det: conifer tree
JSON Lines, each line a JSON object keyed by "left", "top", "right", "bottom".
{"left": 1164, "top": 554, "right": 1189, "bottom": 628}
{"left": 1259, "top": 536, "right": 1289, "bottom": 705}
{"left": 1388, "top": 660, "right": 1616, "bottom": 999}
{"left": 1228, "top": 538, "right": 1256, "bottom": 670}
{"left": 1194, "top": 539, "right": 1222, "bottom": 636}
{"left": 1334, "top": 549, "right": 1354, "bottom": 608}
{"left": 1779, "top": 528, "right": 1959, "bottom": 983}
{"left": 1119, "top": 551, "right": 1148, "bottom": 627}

#### ASSIGNED TASK:
Could you copy the listing above word for word?

#### RESULT BELOW:
det: conifer tree
JSON Lines, each line a JSON object keyed by "left", "top", "right", "bottom".
{"left": 1164, "top": 554, "right": 1189, "bottom": 628}
{"left": 1259, "top": 536, "right": 1289, "bottom": 705}
{"left": 1388, "top": 660, "right": 1616, "bottom": 999}
{"left": 1228, "top": 538, "right": 1256, "bottom": 670}
{"left": 1194, "top": 539, "right": 1222, "bottom": 636}
{"left": 1334, "top": 549, "right": 1354, "bottom": 608}
{"left": 1779, "top": 528, "right": 1959, "bottom": 983}
{"left": 1119, "top": 551, "right": 1148, "bottom": 627}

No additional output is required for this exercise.